• [EXCERPT PROVIDED]:
Sunday night SPEED will return with three hours of motorsports. It should be interesting to see the driver, owner and media comments that SpeedCenter, Victory Lane (replay) and Wind Tunnel will relay to fans. This race is going to cause a buzz that will last for days. That is just what the sport needed.

We welcome your opinion of the ABC/ESPN coverage of the Sprint Cup Series race from Bristol. Comments may be moderated prior to posting. Profanity, hateful speech and derogatory comments are not in the spirit of this blog. Thanks again for stopping by.

32 comments:

Buschseries61 said...

I think this was one of the best races of the season. It connected fans with opposing views if Bruton should or shouldn’t have touched the ‘New’ Bristol. Both got what they wanted, there was still multiple grooves, but there was only 1 dominant groove, the outside lane. 43 cars fighting for 1 lane led to a lot of bumping and incredible racing. Helmets were thrown and tempers raged after years of tamer times at Bristol. (Plus, lots of cautions meant we didn’t have much of the Bristol green-flag commercial nightmare this season) Hopefully now everyone can understand what the other side envisioned and the beauty of both perspectives working out.

As for the broadcast, BRAVO to Allen, Andy, Dale, Dr. Punch, Dave, Mike, & Vince. Jobs well done!

The only (and typical) ESPN/ABC complaint is the direction. I was screaming at my tv when ESPN chose to go to the Carl Edwards bumper cam as Brian Vickers nearly wrecked twice trying to pass him for the lead. It was bad enough making the mistake the first time, but when they did it again I was livid. We missed it live and had to resort to replay. When Edwards was out of gas with 5 to go, we watched him inside the car driving the car onto pit road for what felt like 20 seconds. Why were we watching Carl Edwards inside the car with 5 to go at BRISTOL?!? I can’t see how slow he is going watching his helmet inside the car! Zoom out! Give us perspective!

I hope someone in the control room gets peanut butter or hot glue stuck under the in-car/on-car/under-car buttons, so the truck can’t switch to toy cameras in the middle of great racing.

Wild Bill said...

race commentary left a bit to be desired with little color.

We need real racers not talking heads.

KoHoSo said...

I don't know if there was actual improvement, my standards are getting lower, or I'm just trying to find any reason to not have this be the last NASCAR race I ever watch. I just feel like this telecast deserves somewhere in the C range on a grade instead of the Ds and Fs almost every other race this season has deserved.

For me, this feeling started during the NNS race where I thought it started out with the usual "hyper-tight" coverage and then improved about halfway through. It was admittedly nowhere near what I would like and can see being done back in the days of ESPN v1.0 coverage, but it was better than usual. During the Cup race, it seemed the hyper-tight was kept at a minimum from the start and camera angles were catching a slightly larger number of cars.

That being said, it was still frustrating at times to watch ESPN/ABC miss things that would have been caught live -- or, alt least much earlier -- in the days of yore. Perhaps even more maddening was how Bestwick would start to point something out yet the hapless director would or could not switch over to it. The most striking evidence of that was when the 2 wrecked some 15 to 20 seconds after AB started talking about that car being involved in some very tight racing.

• [MATERIAL SHOWN]:
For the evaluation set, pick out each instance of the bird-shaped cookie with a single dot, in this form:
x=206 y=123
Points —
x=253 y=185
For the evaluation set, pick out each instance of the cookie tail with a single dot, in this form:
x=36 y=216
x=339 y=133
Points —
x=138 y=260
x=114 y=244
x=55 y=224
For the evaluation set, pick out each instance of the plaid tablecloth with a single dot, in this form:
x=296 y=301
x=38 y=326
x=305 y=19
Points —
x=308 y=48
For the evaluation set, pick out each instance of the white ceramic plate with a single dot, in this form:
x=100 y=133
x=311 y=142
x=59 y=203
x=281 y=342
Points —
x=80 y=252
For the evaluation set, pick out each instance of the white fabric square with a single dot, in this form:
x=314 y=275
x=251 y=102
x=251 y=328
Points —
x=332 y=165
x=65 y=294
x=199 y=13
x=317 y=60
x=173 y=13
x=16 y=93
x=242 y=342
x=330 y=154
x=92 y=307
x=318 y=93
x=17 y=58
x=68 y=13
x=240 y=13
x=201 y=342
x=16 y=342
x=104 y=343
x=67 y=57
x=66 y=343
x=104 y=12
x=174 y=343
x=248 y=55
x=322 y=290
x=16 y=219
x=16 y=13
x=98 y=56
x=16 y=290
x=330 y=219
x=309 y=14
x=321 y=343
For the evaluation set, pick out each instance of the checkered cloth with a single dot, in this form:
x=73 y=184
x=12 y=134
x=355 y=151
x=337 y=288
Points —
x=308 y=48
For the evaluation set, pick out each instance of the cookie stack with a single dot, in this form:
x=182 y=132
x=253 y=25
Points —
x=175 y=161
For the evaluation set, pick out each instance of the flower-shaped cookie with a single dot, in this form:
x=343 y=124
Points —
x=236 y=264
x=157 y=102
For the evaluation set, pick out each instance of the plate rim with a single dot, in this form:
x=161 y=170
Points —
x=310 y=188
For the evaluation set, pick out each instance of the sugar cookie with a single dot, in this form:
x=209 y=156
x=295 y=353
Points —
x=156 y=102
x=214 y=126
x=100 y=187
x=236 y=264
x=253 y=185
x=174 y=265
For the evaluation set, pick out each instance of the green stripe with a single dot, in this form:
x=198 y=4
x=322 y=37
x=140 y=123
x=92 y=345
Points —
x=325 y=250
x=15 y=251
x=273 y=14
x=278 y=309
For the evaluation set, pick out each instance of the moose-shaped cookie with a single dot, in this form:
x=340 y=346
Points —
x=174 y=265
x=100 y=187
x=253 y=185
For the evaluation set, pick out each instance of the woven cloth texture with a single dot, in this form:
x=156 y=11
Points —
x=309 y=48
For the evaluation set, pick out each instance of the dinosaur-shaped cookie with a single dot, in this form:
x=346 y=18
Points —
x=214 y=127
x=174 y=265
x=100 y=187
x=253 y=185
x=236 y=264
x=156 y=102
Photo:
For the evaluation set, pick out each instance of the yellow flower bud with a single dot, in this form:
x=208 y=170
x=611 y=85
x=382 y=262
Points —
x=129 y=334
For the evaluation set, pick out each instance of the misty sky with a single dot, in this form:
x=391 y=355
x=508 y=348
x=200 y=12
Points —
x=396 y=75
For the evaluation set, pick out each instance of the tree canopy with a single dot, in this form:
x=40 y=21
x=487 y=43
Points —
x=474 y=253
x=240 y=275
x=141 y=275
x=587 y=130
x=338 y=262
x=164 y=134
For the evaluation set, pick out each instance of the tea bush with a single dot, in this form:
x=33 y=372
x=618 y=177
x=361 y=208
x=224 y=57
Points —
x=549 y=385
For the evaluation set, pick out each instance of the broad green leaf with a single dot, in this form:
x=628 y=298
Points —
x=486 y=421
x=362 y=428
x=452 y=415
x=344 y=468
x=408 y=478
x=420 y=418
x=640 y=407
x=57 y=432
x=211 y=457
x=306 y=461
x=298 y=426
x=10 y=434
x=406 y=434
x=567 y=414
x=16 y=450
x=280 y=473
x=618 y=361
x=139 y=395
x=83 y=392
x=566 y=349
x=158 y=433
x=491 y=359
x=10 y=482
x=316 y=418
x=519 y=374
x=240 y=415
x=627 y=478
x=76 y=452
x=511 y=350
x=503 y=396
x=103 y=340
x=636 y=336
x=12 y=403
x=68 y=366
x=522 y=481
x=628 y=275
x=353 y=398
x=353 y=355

• [PROBLEM DESCRIPTION]:
Quote the passage from the Bristol race coverage post that begins at the words "We need real" and stops after the words "number of cars.".

• [THE ANSWER]:
We need real racers not talking heads.

KoHoSo said...

I don't know if there was actual improvement, my standards are getting lower, or I'm just trying to find any reason to not have this be the last NASCAR race I ever watch. I just feel like this telecast deserves somewhere in the C range on a grade instead of the Ds and Fs almost every other race this season has deserved.

For me, this feeling started during the NNS race where I thought it started out with the usual "hyper-tight" coverage and then improved about halfway through. It was admittedly nowhere near what I would like and can see being done back in the days of ESPN v1.0 coverage, but it was better than usual. During the Cup race, it seemed the hyper-tight was kept at a minimum from the start and camera angles were catching a slightly larger number of cars.